Prompt:
Whenever the word "wall" shows up in a line of the data, copy that line.

======== Data excerpts

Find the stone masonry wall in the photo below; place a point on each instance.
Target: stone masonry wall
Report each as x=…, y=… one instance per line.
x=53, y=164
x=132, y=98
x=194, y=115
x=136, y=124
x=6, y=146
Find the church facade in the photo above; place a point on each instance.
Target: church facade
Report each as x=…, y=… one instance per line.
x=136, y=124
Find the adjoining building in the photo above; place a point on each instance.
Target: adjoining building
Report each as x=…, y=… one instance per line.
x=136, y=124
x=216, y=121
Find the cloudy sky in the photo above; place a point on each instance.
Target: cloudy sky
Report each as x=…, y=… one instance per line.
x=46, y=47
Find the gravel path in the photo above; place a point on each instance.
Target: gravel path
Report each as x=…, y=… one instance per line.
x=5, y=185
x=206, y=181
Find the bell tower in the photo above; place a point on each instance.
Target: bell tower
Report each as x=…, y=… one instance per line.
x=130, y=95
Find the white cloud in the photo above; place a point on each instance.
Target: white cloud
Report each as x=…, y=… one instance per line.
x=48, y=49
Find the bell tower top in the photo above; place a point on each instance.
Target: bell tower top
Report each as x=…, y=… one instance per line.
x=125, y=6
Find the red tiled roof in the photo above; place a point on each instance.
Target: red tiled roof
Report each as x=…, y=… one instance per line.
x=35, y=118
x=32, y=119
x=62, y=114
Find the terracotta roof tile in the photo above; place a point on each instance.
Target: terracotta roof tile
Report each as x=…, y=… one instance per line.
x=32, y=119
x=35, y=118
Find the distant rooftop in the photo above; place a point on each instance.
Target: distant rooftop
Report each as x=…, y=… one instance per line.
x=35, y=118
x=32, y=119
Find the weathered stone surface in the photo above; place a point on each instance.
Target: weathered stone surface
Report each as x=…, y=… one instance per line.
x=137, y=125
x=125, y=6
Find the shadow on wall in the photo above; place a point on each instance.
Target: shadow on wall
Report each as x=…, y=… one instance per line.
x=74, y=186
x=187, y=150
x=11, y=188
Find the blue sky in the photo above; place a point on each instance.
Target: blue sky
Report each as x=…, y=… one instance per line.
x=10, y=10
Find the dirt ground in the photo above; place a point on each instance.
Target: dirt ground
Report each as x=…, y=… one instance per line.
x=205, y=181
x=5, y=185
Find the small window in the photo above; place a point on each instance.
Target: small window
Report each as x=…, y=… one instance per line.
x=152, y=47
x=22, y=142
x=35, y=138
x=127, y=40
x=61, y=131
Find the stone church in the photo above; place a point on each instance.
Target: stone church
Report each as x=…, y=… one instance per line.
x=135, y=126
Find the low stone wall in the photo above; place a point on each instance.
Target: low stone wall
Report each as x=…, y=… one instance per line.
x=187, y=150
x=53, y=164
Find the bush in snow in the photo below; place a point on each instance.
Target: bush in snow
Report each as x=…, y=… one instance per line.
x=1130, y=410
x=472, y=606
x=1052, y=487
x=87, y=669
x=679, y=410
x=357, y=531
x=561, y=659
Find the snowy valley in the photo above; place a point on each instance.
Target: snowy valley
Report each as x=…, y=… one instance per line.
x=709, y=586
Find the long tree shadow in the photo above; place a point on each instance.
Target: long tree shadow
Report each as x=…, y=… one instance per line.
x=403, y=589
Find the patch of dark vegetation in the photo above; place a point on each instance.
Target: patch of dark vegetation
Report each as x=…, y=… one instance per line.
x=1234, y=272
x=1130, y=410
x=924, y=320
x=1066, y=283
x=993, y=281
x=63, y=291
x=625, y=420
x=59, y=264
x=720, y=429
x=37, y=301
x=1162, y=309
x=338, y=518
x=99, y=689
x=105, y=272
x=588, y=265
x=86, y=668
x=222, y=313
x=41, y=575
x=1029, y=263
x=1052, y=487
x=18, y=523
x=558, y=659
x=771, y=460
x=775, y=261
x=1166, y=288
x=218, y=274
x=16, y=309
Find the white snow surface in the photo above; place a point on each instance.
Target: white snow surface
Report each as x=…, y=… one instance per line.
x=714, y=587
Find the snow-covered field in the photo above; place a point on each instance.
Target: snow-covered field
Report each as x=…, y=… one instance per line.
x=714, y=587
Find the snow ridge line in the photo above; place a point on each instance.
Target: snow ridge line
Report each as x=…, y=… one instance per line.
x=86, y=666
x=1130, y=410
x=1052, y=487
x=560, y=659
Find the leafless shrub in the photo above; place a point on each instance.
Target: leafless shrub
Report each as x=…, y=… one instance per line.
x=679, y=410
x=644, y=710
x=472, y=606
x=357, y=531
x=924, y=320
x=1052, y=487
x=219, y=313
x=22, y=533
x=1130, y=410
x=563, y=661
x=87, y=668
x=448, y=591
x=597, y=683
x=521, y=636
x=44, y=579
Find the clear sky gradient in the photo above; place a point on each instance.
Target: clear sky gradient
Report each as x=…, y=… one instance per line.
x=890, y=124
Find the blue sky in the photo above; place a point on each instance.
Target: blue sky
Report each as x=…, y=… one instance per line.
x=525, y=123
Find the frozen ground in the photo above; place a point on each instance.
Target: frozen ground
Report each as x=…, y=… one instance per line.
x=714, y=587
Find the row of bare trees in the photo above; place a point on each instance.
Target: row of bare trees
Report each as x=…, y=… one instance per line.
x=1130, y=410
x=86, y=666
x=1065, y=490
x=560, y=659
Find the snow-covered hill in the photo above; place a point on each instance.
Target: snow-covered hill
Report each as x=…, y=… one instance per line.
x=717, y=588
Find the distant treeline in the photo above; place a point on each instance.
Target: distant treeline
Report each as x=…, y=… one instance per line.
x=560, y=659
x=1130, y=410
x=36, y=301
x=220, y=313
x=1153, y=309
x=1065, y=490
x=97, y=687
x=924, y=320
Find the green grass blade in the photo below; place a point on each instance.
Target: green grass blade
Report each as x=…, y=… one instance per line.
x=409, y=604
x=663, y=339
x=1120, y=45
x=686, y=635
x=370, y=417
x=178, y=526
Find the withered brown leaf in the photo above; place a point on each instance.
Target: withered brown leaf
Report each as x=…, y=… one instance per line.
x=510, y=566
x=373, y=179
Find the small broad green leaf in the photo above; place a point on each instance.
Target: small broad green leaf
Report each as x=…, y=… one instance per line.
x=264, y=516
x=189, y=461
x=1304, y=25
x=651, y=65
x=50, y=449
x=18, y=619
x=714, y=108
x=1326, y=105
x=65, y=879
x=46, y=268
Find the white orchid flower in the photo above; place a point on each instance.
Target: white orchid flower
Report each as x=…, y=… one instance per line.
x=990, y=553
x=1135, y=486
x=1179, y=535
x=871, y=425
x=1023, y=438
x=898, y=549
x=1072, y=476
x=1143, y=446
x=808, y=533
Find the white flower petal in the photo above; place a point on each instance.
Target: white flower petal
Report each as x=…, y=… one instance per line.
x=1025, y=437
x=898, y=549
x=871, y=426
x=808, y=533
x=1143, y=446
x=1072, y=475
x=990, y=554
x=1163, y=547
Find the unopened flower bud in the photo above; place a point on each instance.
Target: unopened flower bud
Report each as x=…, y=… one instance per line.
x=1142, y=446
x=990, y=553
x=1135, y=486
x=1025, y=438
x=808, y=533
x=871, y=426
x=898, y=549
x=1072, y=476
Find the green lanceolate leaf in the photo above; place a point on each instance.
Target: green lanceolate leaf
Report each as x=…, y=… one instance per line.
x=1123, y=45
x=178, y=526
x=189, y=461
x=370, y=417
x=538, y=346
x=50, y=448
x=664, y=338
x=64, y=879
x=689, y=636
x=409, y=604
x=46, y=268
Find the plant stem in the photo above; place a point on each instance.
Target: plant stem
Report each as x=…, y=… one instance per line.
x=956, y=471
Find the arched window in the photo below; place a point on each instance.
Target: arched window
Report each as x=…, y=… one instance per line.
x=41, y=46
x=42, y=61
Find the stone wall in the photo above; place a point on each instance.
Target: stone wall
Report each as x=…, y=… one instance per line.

================

Output below:
Find the stone masonry wall in the photo below; place a point on each instance.
Target: stone masonry wall
Find the shadow on wall in the photo above; place a point on each instance.
Target: shadow on wall
Find the low stone wall in the photo above; place a point on each instance.
Target: low stone wall
Find the stone wall in the photo above; place a point on each instance.
Target: stone wall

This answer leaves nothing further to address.